Either your boss WAS having a bad day, or he's out to get you. If it's the latter, I'd find ou WHY: not his EXCUSES for getting rid of you, but the real reasons. Perhaps he DOES think you're doing a bad job.  You need to calmly meet with him and find out what he SPECIFICALLY wants from you.

And remember, sometimes a manager will get irrationally mad (out of proportion to what you did wrong) and vent. Then, later, they want to feel like they're not flaky (inconsistent) so they look for ways to validate that irrational anger.

I had a boss that, while I was on vacation, had a lot of difficulty with a project I finished up. I had left incomlete instructions for secretaries to finish up something (my fault, big mistake). He then went over my engineering analysis and recalculated things. There was no one standard way to do this calculation. He chose a different method and claimed my method was used inconsistently. He then went on to "write me up" for lots of other things that he had NEVER mentioned being an issue.

Turns out my only mistake was leaving inadequate instructions for the secretary.  He never appologized.

Eplilogue:  a year or so later, all three of the engineers working for him quit within about a week or two. All for different reasons, but clearly illustrates none of us WANTED to stay there.

Mr. Analogy
Sunday, July 11, 2004

Start a diary. Keep it at home. Make copies of memos. Keep them at home. Get your resume up to date.

Your boss appears to be trying to get rid of you. If you are older, like mid 30s or later, you may be experiencing the rampant age discrimination in this industry. People 35 and over tend to find it takes 6+ months to find a new job in software or engineering (while NSF and others claim there is a shortage of engineers, scientists and programmers).

He might be wanting you to leave, he might be having trouble at home and is taking it out on the nearest compatible target. I would not hold out much hope in determinining what his motivation really is.

Brought to you by the letters C, Y and A.

Peter
Sunday, July 11, 2004

Bosses are just fallible human beings and become irrational like anyone else. The problem is they can easily blame a subordinate and get away with it. My manager's boss knows nothing about what I do and would not be able to understand it anyway. So my manager can say "The project took too long because Loser is not a good developer. He seemed to be ok the first 2 years but has not progressed as expected." Instead of saying "The project took too long because I forgot to order the hardware and Loser had to wait an extra 2 weeks."
..........
__SHORT PROBLEM A__.
Please repeat the lines of the listing, switching "front door" to "garage door" and leaving everything else unchanged.
..........
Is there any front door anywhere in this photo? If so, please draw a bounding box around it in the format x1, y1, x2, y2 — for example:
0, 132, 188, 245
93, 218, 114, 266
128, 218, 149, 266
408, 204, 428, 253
..........
__SHORT PROBLEM B__.
In the posts about difficult bosses, how many of the engineers working for the boss quit within about a week or two?

__FULL RESPONSE A__.
Is there any garage door anywhere in this photo? If so, please draw a bounding box around it in the format x1, y1, x2, y2 — for example:
0, 132, 188, 245
93, 218, 114, 266
128, 218, 149, 266
408, 204, 428, 253

__FULL RESPONSE B__.
All three of them quit.